Written exercise: Gather each line in the records below that contains the word "flag". Case matters.

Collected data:
§
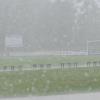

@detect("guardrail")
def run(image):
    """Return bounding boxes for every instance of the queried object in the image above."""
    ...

[0,61,100,72]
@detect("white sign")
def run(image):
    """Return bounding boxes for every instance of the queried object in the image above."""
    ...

[5,35,23,47]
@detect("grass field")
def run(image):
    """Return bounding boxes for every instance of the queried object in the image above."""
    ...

[0,56,100,96]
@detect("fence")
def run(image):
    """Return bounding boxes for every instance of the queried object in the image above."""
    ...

[0,61,100,72]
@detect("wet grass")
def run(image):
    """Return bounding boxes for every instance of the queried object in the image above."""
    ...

[0,67,100,96]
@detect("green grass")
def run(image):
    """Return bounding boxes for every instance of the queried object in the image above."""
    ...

[0,56,100,96]
[0,68,100,96]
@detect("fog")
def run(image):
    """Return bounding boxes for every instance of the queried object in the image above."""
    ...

[0,0,100,52]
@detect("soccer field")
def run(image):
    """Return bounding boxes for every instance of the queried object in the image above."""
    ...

[0,56,100,96]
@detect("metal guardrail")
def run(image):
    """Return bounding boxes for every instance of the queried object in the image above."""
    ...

[0,61,100,72]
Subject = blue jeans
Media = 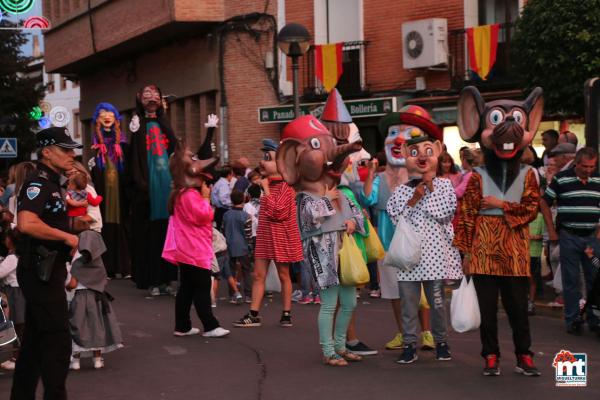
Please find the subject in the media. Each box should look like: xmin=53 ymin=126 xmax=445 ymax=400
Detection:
xmin=559 ymin=229 xmax=600 ymax=326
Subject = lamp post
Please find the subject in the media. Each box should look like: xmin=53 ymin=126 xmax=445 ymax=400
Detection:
xmin=277 ymin=23 xmax=310 ymax=118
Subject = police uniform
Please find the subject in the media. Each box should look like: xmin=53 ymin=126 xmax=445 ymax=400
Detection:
xmin=11 ymin=128 xmax=77 ymax=400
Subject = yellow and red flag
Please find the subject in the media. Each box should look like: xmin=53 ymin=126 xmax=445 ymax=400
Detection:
xmin=467 ymin=24 xmax=500 ymax=80
xmin=315 ymin=43 xmax=344 ymax=92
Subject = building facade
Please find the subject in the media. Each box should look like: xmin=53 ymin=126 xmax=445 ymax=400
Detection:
xmin=43 ymin=0 xmax=564 ymax=162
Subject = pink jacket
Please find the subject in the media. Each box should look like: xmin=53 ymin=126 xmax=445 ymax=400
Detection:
xmin=162 ymin=189 xmax=214 ymax=269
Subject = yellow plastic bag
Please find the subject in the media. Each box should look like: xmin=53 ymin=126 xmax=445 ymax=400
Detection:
xmin=364 ymin=219 xmax=385 ymax=263
xmin=340 ymin=233 xmax=370 ymax=286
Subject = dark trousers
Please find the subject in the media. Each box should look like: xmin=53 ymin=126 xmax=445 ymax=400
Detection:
xmin=229 ymin=255 xmax=252 ymax=297
xmin=473 ymin=275 xmax=532 ymax=357
xmin=10 ymin=299 xmax=71 ymax=400
xmin=175 ymin=264 xmax=219 ymax=332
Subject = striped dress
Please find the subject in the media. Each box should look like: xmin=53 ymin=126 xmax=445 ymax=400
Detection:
xmin=254 ymin=178 xmax=304 ymax=263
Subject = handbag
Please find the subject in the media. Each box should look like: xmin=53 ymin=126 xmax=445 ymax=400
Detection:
xmin=364 ymin=219 xmax=385 ymax=263
xmin=340 ymin=233 xmax=370 ymax=286
xmin=383 ymin=215 xmax=422 ymax=272
xmin=450 ymin=276 xmax=481 ymax=333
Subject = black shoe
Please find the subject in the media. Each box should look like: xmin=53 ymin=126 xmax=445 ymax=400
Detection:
xmin=483 ymin=354 xmax=500 ymax=376
xmin=346 ymin=342 xmax=378 ymax=356
xmin=396 ymin=344 xmax=419 ymax=364
xmin=279 ymin=311 xmax=294 ymax=328
xmin=515 ymin=354 xmax=542 ymax=376
xmin=233 ymin=313 xmax=261 ymax=328
xmin=435 ymin=342 xmax=452 ymax=361
xmin=567 ymin=320 xmax=583 ymax=336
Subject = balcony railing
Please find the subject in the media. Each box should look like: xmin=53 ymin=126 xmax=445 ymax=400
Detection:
xmin=300 ymin=41 xmax=367 ymax=101
xmin=448 ymin=24 xmax=518 ymax=89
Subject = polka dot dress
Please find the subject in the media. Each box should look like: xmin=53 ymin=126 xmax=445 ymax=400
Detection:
xmin=387 ymin=178 xmax=463 ymax=281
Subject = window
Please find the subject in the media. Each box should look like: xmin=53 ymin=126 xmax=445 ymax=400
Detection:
xmin=46 ymin=74 xmax=54 ymax=93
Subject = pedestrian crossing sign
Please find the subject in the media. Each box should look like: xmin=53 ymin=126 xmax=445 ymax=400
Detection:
xmin=0 ymin=138 xmax=17 ymax=158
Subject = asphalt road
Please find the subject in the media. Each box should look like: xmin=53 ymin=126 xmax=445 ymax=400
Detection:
xmin=0 ymin=281 xmax=600 ymax=400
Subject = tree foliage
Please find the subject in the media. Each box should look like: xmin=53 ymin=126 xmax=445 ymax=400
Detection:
xmin=0 ymin=21 xmax=43 ymax=159
xmin=511 ymin=0 xmax=600 ymax=116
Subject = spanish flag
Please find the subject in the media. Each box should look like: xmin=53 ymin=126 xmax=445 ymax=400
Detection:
xmin=467 ymin=24 xmax=500 ymax=80
xmin=315 ymin=43 xmax=344 ymax=92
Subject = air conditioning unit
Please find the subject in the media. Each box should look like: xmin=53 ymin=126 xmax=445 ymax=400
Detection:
xmin=402 ymin=18 xmax=448 ymax=69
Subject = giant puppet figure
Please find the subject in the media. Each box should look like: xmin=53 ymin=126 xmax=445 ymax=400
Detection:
xmin=455 ymin=87 xmax=544 ymax=376
xmin=361 ymin=105 xmax=438 ymax=350
xmin=129 ymin=85 xmax=176 ymax=295
xmin=91 ymin=103 xmax=131 ymax=277
xmin=386 ymin=108 xmax=462 ymax=364
xmin=277 ymin=115 xmax=365 ymax=366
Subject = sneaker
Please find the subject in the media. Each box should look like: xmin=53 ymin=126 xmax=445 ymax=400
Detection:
xmin=173 ymin=328 xmax=200 ymax=337
xmin=515 ymin=354 xmax=542 ymax=376
xmin=202 ymin=326 xmax=230 ymax=337
xmin=435 ymin=342 xmax=452 ymax=361
xmin=527 ymin=300 xmax=535 ymax=315
xmin=292 ymin=289 xmax=303 ymax=303
xmin=92 ymin=357 xmax=104 ymax=369
xmin=421 ymin=331 xmax=435 ymax=350
xmin=0 ymin=358 xmax=17 ymax=371
xmin=298 ymin=293 xmax=314 ymax=304
xmin=483 ymin=354 xmax=500 ymax=376
xmin=233 ymin=313 xmax=261 ymax=328
xmin=385 ymin=332 xmax=404 ymax=350
xmin=346 ymin=342 xmax=378 ymax=356
xmin=69 ymin=357 xmax=81 ymax=371
xmin=279 ymin=311 xmax=294 ymax=328
xmin=396 ymin=343 xmax=419 ymax=364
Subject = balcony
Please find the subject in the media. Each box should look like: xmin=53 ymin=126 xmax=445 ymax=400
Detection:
xmin=43 ymin=0 xmax=225 ymax=74
xmin=299 ymin=41 xmax=368 ymax=101
xmin=448 ymin=24 xmax=518 ymax=90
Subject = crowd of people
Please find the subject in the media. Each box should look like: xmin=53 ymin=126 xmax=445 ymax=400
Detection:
xmin=0 ymin=86 xmax=600 ymax=399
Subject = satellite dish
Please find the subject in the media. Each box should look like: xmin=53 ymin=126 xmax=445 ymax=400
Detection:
xmin=404 ymin=31 xmax=423 ymax=59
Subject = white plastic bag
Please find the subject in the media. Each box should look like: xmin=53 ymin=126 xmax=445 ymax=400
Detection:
xmin=265 ymin=261 xmax=281 ymax=292
xmin=383 ymin=216 xmax=421 ymax=272
xmin=450 ymin=276 xmax=481 ymax=333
§
Finished exercise:
Subject = yellow and red flag
Subject = spanish flag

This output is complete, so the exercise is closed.